--- Extracted data entries ---
^^^^

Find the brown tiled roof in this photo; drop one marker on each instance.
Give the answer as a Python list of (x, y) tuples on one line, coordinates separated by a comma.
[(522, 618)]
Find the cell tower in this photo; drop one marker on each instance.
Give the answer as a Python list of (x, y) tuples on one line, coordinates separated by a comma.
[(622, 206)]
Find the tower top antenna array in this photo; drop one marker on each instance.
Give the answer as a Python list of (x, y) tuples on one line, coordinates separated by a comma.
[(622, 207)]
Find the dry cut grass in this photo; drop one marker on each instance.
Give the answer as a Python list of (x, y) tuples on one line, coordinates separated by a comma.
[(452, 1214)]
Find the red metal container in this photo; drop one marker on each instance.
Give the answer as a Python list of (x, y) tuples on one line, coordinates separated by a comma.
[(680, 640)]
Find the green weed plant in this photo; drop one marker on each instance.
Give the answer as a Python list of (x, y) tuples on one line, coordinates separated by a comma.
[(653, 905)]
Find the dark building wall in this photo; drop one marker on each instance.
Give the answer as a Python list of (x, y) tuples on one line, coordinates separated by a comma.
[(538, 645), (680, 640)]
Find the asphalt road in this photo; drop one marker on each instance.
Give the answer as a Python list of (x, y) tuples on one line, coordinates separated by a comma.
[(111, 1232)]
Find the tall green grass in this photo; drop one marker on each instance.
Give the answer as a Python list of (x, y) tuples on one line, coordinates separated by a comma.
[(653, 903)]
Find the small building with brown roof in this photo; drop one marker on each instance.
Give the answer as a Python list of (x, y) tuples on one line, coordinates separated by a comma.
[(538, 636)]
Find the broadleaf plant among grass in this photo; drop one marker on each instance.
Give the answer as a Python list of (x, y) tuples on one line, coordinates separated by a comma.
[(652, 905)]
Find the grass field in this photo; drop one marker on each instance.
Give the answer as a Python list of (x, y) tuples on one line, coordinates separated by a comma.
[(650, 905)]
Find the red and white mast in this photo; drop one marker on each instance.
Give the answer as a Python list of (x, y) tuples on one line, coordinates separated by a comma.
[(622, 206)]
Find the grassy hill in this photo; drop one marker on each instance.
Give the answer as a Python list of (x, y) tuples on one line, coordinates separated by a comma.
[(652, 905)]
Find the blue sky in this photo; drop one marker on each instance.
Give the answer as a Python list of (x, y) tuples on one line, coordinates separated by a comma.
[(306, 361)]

^^^^

--- WHAT TO DO ---
Scale the stretch of records from the line containing "Find the small" through the line containing "[(538, 636)]". Reproduce only those lines, requests included, and change nothing except each coordinate in the answers, which should be multiplied by 0.55 and rounded to a whole number, with halves rounded up.

--- FINISHED TASK ---
Find the small building with brown roof in this photo; drop one marker on each instance.
Give the answer as a Python list of (x, y) tuples on one line, coordinates separated by a comma.
[(296, 350)]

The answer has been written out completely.